In the listing below, find the line containing "of the branch". Write out that line and every line after it to the end, exactly and only those.

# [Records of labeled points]
>>>

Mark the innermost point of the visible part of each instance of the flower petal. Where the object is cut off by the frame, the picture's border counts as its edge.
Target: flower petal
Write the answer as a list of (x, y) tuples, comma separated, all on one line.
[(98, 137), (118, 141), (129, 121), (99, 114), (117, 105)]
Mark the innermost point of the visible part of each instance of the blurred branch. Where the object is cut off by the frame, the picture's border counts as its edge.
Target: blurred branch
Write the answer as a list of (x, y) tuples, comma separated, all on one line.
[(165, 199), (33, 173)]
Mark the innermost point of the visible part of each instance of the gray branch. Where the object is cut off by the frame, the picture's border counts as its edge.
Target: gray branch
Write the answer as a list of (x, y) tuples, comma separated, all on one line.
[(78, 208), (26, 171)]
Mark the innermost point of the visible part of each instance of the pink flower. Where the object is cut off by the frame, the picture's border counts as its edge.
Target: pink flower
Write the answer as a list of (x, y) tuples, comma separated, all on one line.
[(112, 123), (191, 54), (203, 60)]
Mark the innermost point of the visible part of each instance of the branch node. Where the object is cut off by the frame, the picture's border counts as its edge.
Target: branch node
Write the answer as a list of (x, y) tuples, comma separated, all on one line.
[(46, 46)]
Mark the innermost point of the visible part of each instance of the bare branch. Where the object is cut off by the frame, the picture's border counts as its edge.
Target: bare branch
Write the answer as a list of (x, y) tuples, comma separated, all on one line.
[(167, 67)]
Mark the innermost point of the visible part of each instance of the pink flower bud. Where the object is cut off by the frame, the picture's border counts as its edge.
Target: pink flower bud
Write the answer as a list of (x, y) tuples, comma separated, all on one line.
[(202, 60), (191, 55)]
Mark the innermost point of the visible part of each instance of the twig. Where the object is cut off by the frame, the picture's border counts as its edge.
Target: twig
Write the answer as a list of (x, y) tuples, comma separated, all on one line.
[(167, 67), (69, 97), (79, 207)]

<<<

# [Response for this exercise]
Mark the innermost point of the visible part of each instance of the branch node. Where the object is cut off by the frame, the picture's border counts as its edge.
Target: branch node
Write the answer as a list of (x, y) tuples, comma separated, all on one line.
[(46, 46)]
Mark the innermost point of the visible part of each instance of the bare branch. Where the object is cut off by the frame, the picture's border counts as its edge.
Target: bare branch
Write the answer as a list of (x, y) tuples, comma separated, all on one line.
[(167, 67)]
Mark the innermost point of the visible part of each instance of the pink flower bud. Where the object is cut off by the frame, the picture's border counts as its edge.
Target: pink flower bud
Write the answer as a list of (x, y) tuples, comma separated, all on one line.
[(202, 60), (191, 55)]
Mark the innermost point of the visible part of each instance of the twig. Where the object is cut off by the frame, the picture's border counts as its edge.
Target: twig
Write the answer as a list of (x, y) tuples, comma separated, all on one line.
[(167, 67), (69, 97), (79, 207)]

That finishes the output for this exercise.